> **Exercise instructions**
**1.** Per the post on ring ideals, which textbook is the exercise taken from?
**2.** Carry on writing the post on ring ideals, picking up right after its last numbered statement.

> **Selected passage**
>>>

Let $I$ be an ideal of a ring $(R,+,\cdot)$. Prove that the quotient homomorphism $\varphi : R \rightarrow R / I$ is a ring homomorphism

Question

This is an exercise from textbook Analysis I by Amann/Escher. I would like to verify if my attempt is correct. Thank you for your help!

Let $(R,+,\cdot)$ be a ring with unity and $I$ an ideal of $R$. Then the following statements hold:

1. An ideal $I$ is proper if and only if $1 \notin I$.

2. A field $K$ has exactly two ideals: $\{0\}$ and $K$.

3. If $\varphi : R \rightarrow R^{\prime}$ is a ring homomorphism, then $\operatorname{ker}(\varphi)$ (with respect to $+$) is an ideal of $R$.

4. The intersection of a set of ideals is an ideal.

<<<

> **Dataset**
>>>

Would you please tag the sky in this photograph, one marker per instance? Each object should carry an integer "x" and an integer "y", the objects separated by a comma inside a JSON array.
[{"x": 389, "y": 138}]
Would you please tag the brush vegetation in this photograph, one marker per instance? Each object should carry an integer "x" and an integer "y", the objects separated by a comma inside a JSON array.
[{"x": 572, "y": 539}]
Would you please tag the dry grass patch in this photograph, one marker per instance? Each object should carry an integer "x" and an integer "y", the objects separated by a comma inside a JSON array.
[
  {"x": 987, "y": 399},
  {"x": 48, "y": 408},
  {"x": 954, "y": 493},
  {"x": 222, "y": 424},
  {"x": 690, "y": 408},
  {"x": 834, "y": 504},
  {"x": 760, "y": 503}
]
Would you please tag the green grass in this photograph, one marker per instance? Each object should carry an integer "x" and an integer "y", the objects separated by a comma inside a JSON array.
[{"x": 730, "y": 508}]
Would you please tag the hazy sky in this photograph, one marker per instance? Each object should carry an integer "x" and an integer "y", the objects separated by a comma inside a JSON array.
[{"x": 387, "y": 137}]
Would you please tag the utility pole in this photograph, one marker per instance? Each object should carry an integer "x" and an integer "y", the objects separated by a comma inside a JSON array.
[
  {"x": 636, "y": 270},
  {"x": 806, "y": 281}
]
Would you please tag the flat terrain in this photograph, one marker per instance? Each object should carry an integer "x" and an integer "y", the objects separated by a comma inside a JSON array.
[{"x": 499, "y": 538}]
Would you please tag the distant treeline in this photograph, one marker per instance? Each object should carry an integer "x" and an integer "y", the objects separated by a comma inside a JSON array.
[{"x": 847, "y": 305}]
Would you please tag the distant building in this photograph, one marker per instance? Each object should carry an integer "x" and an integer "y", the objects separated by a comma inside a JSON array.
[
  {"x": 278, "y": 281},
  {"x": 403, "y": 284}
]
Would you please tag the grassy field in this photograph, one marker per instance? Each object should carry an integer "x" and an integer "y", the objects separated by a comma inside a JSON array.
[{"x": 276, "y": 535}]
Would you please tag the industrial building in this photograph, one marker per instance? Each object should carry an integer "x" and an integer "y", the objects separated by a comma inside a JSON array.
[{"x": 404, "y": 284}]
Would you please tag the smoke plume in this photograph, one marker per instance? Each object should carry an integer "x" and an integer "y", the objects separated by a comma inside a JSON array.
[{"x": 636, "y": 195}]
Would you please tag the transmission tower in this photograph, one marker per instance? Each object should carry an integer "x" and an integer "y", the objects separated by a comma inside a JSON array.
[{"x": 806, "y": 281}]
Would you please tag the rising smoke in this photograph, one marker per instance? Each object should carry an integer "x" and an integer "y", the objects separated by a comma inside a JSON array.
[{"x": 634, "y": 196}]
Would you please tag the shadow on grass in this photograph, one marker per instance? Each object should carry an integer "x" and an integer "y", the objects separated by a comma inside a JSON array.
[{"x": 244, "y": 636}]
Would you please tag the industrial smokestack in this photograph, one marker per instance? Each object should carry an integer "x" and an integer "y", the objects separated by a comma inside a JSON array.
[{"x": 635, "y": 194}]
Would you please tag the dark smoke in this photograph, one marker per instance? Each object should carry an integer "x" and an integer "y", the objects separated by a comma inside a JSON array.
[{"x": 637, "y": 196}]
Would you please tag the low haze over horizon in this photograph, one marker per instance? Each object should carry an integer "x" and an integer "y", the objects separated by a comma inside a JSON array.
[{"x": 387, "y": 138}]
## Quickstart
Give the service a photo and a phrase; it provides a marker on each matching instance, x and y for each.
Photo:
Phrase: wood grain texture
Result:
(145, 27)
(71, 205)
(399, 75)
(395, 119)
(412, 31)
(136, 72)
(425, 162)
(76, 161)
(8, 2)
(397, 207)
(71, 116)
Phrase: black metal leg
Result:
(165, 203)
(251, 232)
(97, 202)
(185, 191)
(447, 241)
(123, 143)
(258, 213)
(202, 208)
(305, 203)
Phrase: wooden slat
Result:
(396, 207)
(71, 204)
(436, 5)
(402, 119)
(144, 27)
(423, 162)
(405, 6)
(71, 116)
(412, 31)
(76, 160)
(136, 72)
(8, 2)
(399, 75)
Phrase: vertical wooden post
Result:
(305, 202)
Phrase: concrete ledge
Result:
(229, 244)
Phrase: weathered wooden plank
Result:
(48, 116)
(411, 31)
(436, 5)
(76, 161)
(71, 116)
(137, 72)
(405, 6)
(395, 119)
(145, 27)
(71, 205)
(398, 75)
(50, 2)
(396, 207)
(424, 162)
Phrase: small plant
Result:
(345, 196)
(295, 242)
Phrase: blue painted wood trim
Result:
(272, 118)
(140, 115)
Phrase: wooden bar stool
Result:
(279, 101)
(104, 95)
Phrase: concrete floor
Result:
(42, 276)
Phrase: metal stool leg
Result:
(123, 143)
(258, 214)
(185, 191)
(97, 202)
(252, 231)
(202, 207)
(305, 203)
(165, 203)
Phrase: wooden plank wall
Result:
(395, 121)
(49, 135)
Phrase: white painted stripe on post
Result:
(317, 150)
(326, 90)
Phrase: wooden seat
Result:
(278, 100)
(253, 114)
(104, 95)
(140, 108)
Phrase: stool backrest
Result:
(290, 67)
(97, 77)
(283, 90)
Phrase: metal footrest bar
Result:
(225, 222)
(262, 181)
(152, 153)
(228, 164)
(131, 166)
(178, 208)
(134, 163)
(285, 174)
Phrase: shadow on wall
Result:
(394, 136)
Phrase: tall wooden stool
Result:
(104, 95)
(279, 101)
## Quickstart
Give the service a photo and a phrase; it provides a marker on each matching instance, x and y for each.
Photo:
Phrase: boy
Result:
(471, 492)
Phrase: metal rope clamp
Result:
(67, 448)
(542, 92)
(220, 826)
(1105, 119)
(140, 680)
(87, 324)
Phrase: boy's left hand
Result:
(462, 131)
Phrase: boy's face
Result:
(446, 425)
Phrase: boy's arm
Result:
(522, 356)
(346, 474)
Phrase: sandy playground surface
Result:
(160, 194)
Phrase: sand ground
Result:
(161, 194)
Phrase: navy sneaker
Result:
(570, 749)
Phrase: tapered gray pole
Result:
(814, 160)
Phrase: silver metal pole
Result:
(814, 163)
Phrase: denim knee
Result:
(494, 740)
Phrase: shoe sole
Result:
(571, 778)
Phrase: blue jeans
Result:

<<<

> **Results of the tasks**
**1.** Analysis I by Amann/Escher.

**2.**
5. Let $I$ be an ideal of $R$ and let $R / I$ be the quotient group $(R,+) / I .$ Define an operation on $R / I$ by $$R / I \times R / I \rightarrow R / I, \quad(a+I, b+I) \mapsto a b+I$$

Show that, with this operation as multiplication, $R / I$ is a ring and the quotient homomorphism $\varphi : R \rightarrow R / I$ is a ring homomorphism.

---

My attempt:

1. The statement is equivalent to "An ideal $I = R \iff 1 \in I$"

The direction $\Longrightarrow$ is clear. Assume $1 \in I$. Then, for $a \in R$, we have $a1=a \in I$. It follows that $R \subseteq I$ and thus $I =R$. The direction $\Longleftarrow$ then follows.

2. Let $I$ be an ideal of $K$. If $1 \in I$, then for $a \in K$, $a1 = a \in I$ and thus $I=K$. We next consider the case where $1 \notin K$. Assume the contrary that there exists $I \ni a \neq 0$. We have $a^{-1}a = 1 \in I$, which is a contradiction. Thus $I = \{0\}$.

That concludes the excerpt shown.